EXERCISE DESCRIPTION - Copy every one of the records below word for word, but leave the pictures out of your copy.

DATA SECTION -
○ ○ ○ ○

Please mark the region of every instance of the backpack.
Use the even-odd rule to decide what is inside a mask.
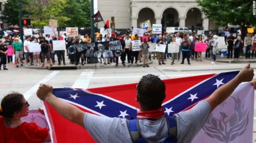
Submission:
[[[174,118],[173,117],[165,116],[167,126],[168,135],[163,142],[164,143],[177,143],[177,127]],[[147,143],[142,138],[139,128],[139,119],[135,119],[127,120],[128,128],[133,142],[136,143]]]

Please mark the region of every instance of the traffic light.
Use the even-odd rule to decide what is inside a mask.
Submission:
[[[30,19],[23,19],[23,25],[24,26],[30,25]]]

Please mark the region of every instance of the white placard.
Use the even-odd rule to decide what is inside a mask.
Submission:
[[[53,40],[53,50],[54,51],[65,50],[66,43],[65,40]]]
[[[165,53],[166,45],[160,44],[159,45],[157,44],[156,45],[156,52]]]
[[[162,24],[153,24],[152,26],[152,32],[153,34],[162,33]]]
[[[41,47],[39,43],[30,43],[29,45],[29,51],[32,53],[40,52],[41,52]]]
[[[112,33],[112,29],[108,28],[105,30],[105,28],[101,28],[99,33],[102,34],[102,36],[103,37],[105,37],[105,35],[108,34],[108,32],[110,35],[111,35]]]
[[[169,32],[174,33],[175,32],[175,27],[166,27],[166,33],[168,33]]]
[[[66,27],[66,32],[68,35],[73,35],[76,36],[78,35],[78,27]]]
[[[55,34],[57,33],[57,28],[54,29],[54,31],[55,32]],[[54,34],[54,32],[53,32],[53,29],[52,28],[48,26],[44,26],[44,33],[45,34],[52,35]]]
[[[133,51],[140,51],[140,40],[134,40],[132,41],[132,47]]]
[[[156,43],[149,43],[149,48],[148,48],[148,51],[150,52],[155,52],[155,49],[156,49],[156,45],[157,44]]]
[[[197,34],[199,35],[204,35],[204,31],[197,30]]]
[[[23,29],[23,31],[24,33],[24,35],[33,35],[33,33],[32,31],[32,29]]]
[[[142,29],[133,27],[133,35],[138,34],[139,37],[143,37],[144,35],[144,30]]]
[[[170,43],[168,44],[168,53],[179,53],[180,45],[177,44]]]

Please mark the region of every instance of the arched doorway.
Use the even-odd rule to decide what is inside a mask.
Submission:
[[[148,20],[150,21],[151,24],[156,23],[154,12],[149,8],[144,8],[142,9],[139,13],[137,27],[140,28],[139,24]]]
[[[168,27],[178,27],[179,13],[177,10],[173,8],[168,8],[163,13],[161,24],[163,28]]]
[[[192,26],[202,27],[202,14],[200,10],[197,8],[192,8],[187,12],[185,25],[189,28]]]

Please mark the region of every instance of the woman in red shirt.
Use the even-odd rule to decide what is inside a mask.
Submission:
[[[0,106],[0,143],[42,143],[50,140],[49,131],[34,123],[23,122],[29,104],[23,95],[13,93],[5,97]]]

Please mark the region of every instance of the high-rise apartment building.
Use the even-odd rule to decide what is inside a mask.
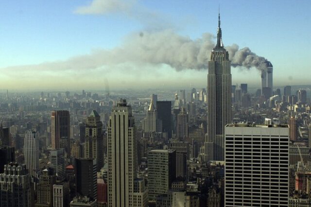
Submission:
[[[288,125],[290,127],[290,139],[292,141],[297,140],[297,122],[294,115],[291,115],[288,120]]]
[[[157,105],[158,106],[157,103]],[[135,126],[132,107],[121,99],[108,126],[108,206],[133,206],[136,178]]]
[[[269,61],[266,61],[265,63],[266,68],[261,70],[261,95],[269,94],[271,96],[273,87],[273,66]]]
[[[225,206],[288,206],[288,125],[229,124],[225,133]]]
[[[15,148],[0,146],[0,173],[3,173],[4,165],[15,161]]]
[[[79,158],[75,159],[77,193],[92,200],[97,199],[97,166],[96,159]]]
[[[25,165],[10,163],[4,165],[0,174],[0,206],[31,207],[34,205],[29,173]]]
[[[153,100],[151,100],[147,116],[142,121],[142,129],[145,132],[162,132],[162,121],[157,119],[157,111],[154,102]]]
[[[0,146],[10,146],[9,128],[0,124]]]
[[[177,138],[185,139],[188,137],[188,115],[185,111],[185,107],[181,108],[181,111],[177,115]]]
[[[298,102],[300,104],[306,104],[307,102],[307,91],[305,90],[298,90],[297,91]]]
[[[172,138],[172,102],[156,102],[157,118],[162,121],[162,131],[168,133],[169,138]]]
[[[292,95],[292,87],[291,86],[286,86],[284,88],[284,96],[288,96]]]
[[[93,110],[86,122],[84,157],[94,158],[97,162],[97,172],[104,167],[104,137],[101,117]]]
[[[25,164],[30,176],[36,177],[39,171],[39,138],[37,133],[29,130],[25,134],[24,155]]]
[[[68,182],[53,185],[53,207],[67,207],[69,206],[69,185]]]
[[[311,124],[309,124],[309,125],[308,126],[308,129],[309,129],[309,147],[310,148],[311,148]]]
[[[53,185],[56,183],[56,176],[51,169],[42,171],[37,187],[37,203],[35,207],[52,207]]]
[[[187,176],[187,160],[190,158],[190,146],[187,141],[170,139],[169,149],[176,151],[176,177],[186,178]]]
[[[180,104],[185,106],[186,105],[186,91],[185,90],[180,90],[179,93],[179,99],[180,100]]]
[[[133,193],[133,207],[147,207],[148,206],[148,191],[145,186],[144,180],[136,179],[134,180],[134,191]]]
[[[224,160],[225,126],[231,120],[231,74],[229,54],[224,47],[218,16],[217,41],[210,54],[207,75],[207,160]],[[210,147],[206,146],[209,145]],[[212,152],[207,152],[212,150]],[[208,156],[207,155],[211,156]]]
[[[176,178],[176,151],[152,150],[148,154],[148,194],[149,202],[166,194]]]
[[[154,105],[156,108],[156,102],[157,101],[157,95],[154,94],[153,93],[151,95],[151,101],[153,102]]]
[[[51,134],[52,149],[64,148],[70,157],[70,115],[69,111],[52,111]]]
[[[50,151],[51,167],[54,170],[58,180],[65,178],[65,158],[64,149],[57,149]]]
[[[241,88],[242,93],[247,93],[247,84],[241,84]]]
[[[105,207],[108,204],[108,185],[104,179],[97,178],[97,206]]]

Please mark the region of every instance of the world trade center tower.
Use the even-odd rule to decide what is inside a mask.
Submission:
[[[222,40],[219,14],[217,42],[208,61],[206,161],[224,160],[225,126],[231,120],[230,66],[229,54],[224,48]]]

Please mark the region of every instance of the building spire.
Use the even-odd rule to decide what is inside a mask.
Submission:
[[[218,28],[220,28],[220,7],[218,4]]]
[[[218,6],[218,28],[217,29],[217,42],[215,48],[224,48],[222,39],[222,29],[220,28],[220,9]]]

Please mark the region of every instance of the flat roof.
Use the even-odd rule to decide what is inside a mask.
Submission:
[[[280,127],[280,128],[289,128],[288,124],[257,124],[253,123],[228,123],[225,125],[225,127],[261,127],[261,128],[269,128],[269,127]]]

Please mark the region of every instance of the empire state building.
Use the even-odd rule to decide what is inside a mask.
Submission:
[[[206,161],[224,160],[225,126],[231,120],[231,74],[228,52],[224,48],[218,15],[217,42],[210,53],[207,74],[207,134]]]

○ ○ ○ ○

TASK RESPONSE -
Please mark the region of every instance of the backpack.
Use the even-odd rule to decide what is inside a mask.
Submission:
[[[174,118],[173,117],[165,116],[167,126],[168,135],[163,142],[164,143],[177,143],[177,127]],[[147,143],[142,138],[139,128],[139,119],[135,119],[127,120],[128,128],[133,142],[136,143]]]

Please mark the region of every instance of the traffic light.
Use the even-odd rule to decide what is inside a mask.
Submission:
[[[30,19],[23,19],[23,25],[24,26],[30,25]]]

Please mark the region of every instance of the white placard.
Use the even-odd rule to decide what is inside a mask.
Submission:
[[[53,40],[53,50],[54,51],[65,50],[66,43],[65,40]]]
[[[165,53],[166,45],[160,44],[159,45],[157,44],[156,45],[156,52]]]
[[[162,24],[153,24],[152,26],[152,32],[153,34],[162,33]]]
[[[41,47],[39,43],[30,43],[29,45],[29,51],[32,53],[40,52],[41,52]]]
[[[112,33],[112,29],[108,28],[105,30],[105,28],[101,28],[99,33],[102,34],[102,36],[103,37],[105,37],[105,35],[108,34],[108,32],[110,35],[111,35]]]
[[[169,32],[174,33],[175,32],[175,27],[166,27],[166,33],[168,33]]]
[[[66,27],[66,32],[68,35],[73,35],[76,36],[78,35],[78,27]]]
[[[55,34],[57,33],[57,28],[54,29],[54,31],[55,32]],[[54,34],[54,32],[53,32],[53,29],[52,28],[48,26],[44,26],[44,33],[45,34],[52,35]]]
[[[133,51],[140,51],[140,40],[134,40],[132,41],[132,47]]]
[[[156,43],[149,43],[149,48],[148,48],[148,51],[150,52],[155,52],[155,49],[156,49],[156,45],[157,44]]]
[[[197,34],[199,35],[204,35],[204,31],[197,30]]]
[[[23,29],[23,31],[24,33],[24,35],[33,35],[33,33],[32,31],[32,29]]]
[[[142,29],[133,27],[133,35],[138,34],[139,37],[143,37],[144,35],[144,30]]]
[[[170,43],[168,44],[168,53],[179,53],[180,45],[177,44]]]

Please mark the region of every instance of the arched doorway.
Use the even-odd rule to decide what is inside a mask.
Submission:
[[[148,20],[150,21],[151,24],[156,23],[154,12],[149,8],[144,8],[142,9],[139,13],[137,27],[140,28],[139,24]]]
[[[168,27],[178,27],[179,13],[177,10],[173,8],[168,8],[163,13],[161,24],[163,28]]]
[[[192,26],[202,27],[202,14],[200,10],[197,8],[192,8],[187,12],[185,25],[189,28]]]

Please mark the region of every instance of the woman in red shirt.
Use the even-odd rule to decide what is inside a mask.
Submission:
[[[0,106],[0,143],[42,143],[50,140],[49,131],[34,123],[23,122],[29,104],[23,95],[13,93],[5,97]]]

Please mark the region of every instance of the high-rise apartment building.
Use the even-odd rule to decide what is inside a mask.
Submission:
[[[288,125],[290,127],[290,139],[292,141],[297,140],[297,122],[294,115],[291,115],[288,120]]]
[[[157,105],[158,106],[157,103]],[[135,126],[132,107],[121,99],[108,126],[108,206],[133,206],[136,178]]]
[[[269,61],[266,61],[265,63],[266,68],[261,70],[261,95],[269,94],[271,96],[273,87],[273,66]]]
[[[225,206],[288,206],[288,125],[229,124],[225,133]]]
[[[15,148],[0,146],[0,173],[3,173],[4,165],[15,161]]]
[[[79,158],[75,159],[77,193],[92,200],[97,199],[97,166],[96,159]]]
[[[25,165],[10,163],[4,165],[0,174],[0,206],[31,207],[34,205],[29,173]]]
[[[153,100],[151,100],[147,116],[142,121],[142,129],[145,132],[162,132],[162,121],[157,119],[157,111],[154,102]]]
[[[0,146],[10,146],[9,128],[0,124]]]
[[[177,138],[185,139],[188,137],[188,115],[185,111],[185,107],[181,108],[181,111],[177,115]]]
[[[298,102],[300,104],[306,104],[307,102],[307,91],[305,90],[298,90],[297,91]]]
[[[172,138],[172,102],[156,102],[157,118],[162,121],[162,131],[168,133],[169,138]]]
[[[292,95],[292,87],[291,86],[286,86],[284,88],[284,96],[288,96]]]
[[[93,110],[86,122],[84,157],[94,158],[97,162],[97,172],[104,167],[104,137],[101,117]]]
[[[25,164],[30,176],[36,177],[39,171],[39,138],[37,133],[29,130],[25,134],[24,155]]]
[[[68,182],[53,185],[53,207],[67,207],[69,206],[69,185]]]
[[[311,124],[309,124],[309,125],[308,126],[308,129],[309,129],[309,147],[310,148],[311,148]]]
[[[53,185],[56,183],[56,176],[51,169],[42,171],[37,187],[37,203],[35,207],[52,207]]]
[[[187,176],[187,160],[190,158],[190,146],[187,141],[170,139],[169,149],[176,151],[176,177],[186,178]]]
[[[180,104],[185,106],[186,105],[186,91],[185,90],[180,90],[179,93],[179,99],[180,100]]]
[[[133,193],[133,207],[147,207],[148,206],[148,191],[145,186],[144,180],[136,179],[134,180],[134,191]]]
[[[224,160],[225,126],[231,120],[231,74],[229,54],[224,47],[218,16],[217,41],[210,54],[207,75],[207,160]],[[210,147],[206,146],[209,145]],[[212,152],[207,152],[212,150]],[[208,156],[207,155],[211,156]]]
[[[176,178],[176,151],[152,150],[148,154],[148,194],[149,202],[166,194]]]
[[[154,105],[156,108],[156,102],[157,101],[157,95],[154,94],[153,93],[151,95],[151,101],[153,102]]]
[[[51,134],[52,149],[64,148],[70,157],[70,115],[69,111],[52,111]]]
[[[50,151],[51,167],[54,170],[58,180],[65,178],[65,158],[64,149],[57,149]]]
[[[241,88],[242,93],[247,93],[247,84],[241,84]]]
[[[105,207],[108,204],[108,185],[104,179],[97,178],[97,206]]]

Please mark the region of every instance of the world trade center tower.
Use the even-odd rule to decide what is inside a mask.
Submission:
[[[222,40],[219,14],[217,42],[208,61],[206,161],[224,160],[225,126],[231,120],[230,66],[229,54],[224,48]]]

Please mark the region of every instance of the building spire.
Use the even-odd rule to decide what is inside a mask.
Submission:
[[[218,28],[220,28],[220,7],[218,4]]]
[[[218,6],[218,28],[217,29],[217,42],[215,48],[224,48],[222,39],[222,29],[220,28],[220,9]]]

Please mark the region of every instance of the flat roof.
Use the even-odd rule to decide what is inside a mask.
Submission:
[[[280,127],[280,128],[289,128],[288,124],[257,124],[253,123],[228,123],[225,125],[225,127],[261,127],[261,128],[269,128],[269,127]]]

Please mark the region of every instance of the empire state building.
Use the even-odd rule to decide what is inside a mask.
Submission:
[[[206,161],[224,160],[225,126],[231,120],[231,74],[228,52],[224,48],[218,15],[217,42],[210,53],[207,74],[207,134]]]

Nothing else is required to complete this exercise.